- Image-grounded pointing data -
=-=-=-=-=
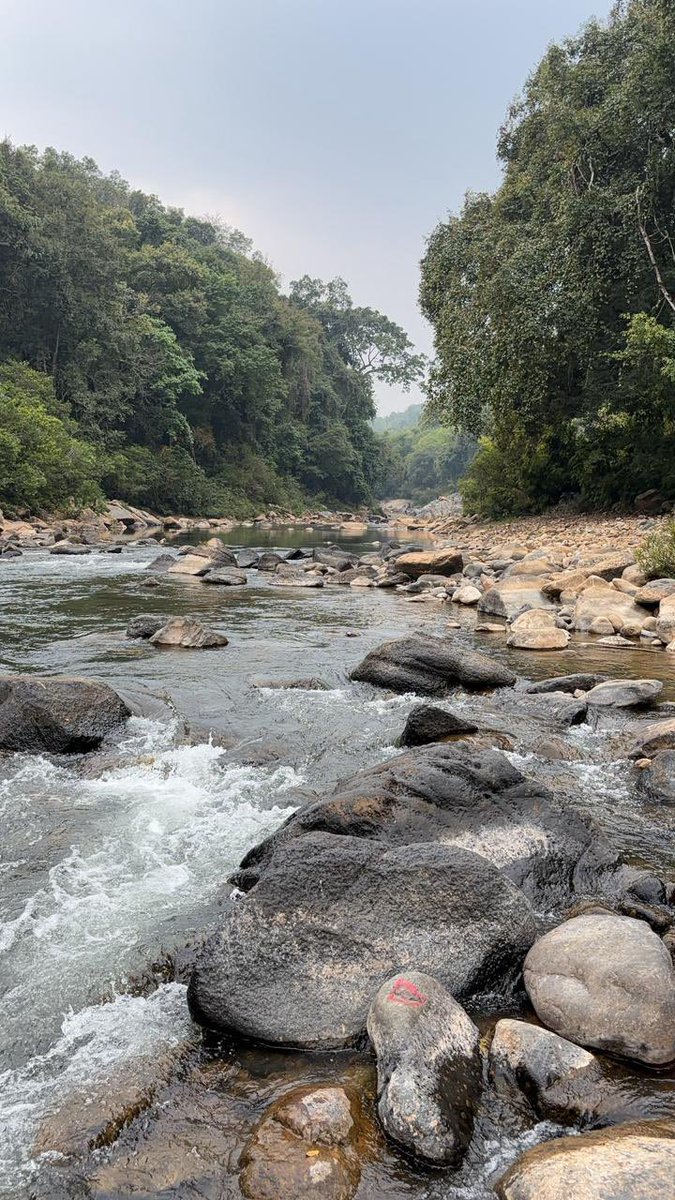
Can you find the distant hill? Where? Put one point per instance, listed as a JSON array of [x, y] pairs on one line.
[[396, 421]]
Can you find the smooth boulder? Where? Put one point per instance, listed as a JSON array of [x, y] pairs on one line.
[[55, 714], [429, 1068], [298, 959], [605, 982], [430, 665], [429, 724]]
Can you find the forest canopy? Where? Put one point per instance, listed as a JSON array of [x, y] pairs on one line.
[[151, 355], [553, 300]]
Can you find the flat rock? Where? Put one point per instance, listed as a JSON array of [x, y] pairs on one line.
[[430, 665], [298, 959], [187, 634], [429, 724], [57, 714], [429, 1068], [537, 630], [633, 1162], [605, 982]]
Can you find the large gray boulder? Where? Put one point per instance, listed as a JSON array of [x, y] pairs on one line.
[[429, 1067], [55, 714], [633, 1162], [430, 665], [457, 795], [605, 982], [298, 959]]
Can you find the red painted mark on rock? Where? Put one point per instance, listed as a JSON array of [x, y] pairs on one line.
=-=-=-=-=
- EXERCISE -
Please hand back every entry above exactly, with no images in the copy.

- YOUR SOLUTION -
Can you find the distant hill? Where? Put one point per instance, listed as a JSON array of [x, y] pairs on one line.
[[396, 421]]
Can you find the smooth boulder? Where? Put one point per instance, listed as a JSON array of [x, y] pairs on one line.
[[55, 714], [429, 1068], [298, 959], [605, 982], [430, 665], [429, 724]]
Can you find the forest canopy? Where? Put one point per instance, listed as a JSON array of [x, y] pairs on one line.
[[151, 355], [553, 300]]
Can you find the flat rock? Where? Put one point per instance, listed as a JSON array of [x, y] pairs on one line.
[[430, 665], [298, 959], [187, 634], [429, 724], [57, 714], [429, 1068], [537, 630], [633, 1162], [605, 982]]
Can you find the large gray boulder? Where? Put one point per instance, listed as a JSON array of [x, y] pairs on one line.
[[429, 1067], [55, 714], [633, 1162], [430, 665], [457, 795], [605, 982], [298, 959]]
Can you find the red painted mark on rock? Where? Put one point per instance, listed as a JSON array of [x, y] pairs on one line.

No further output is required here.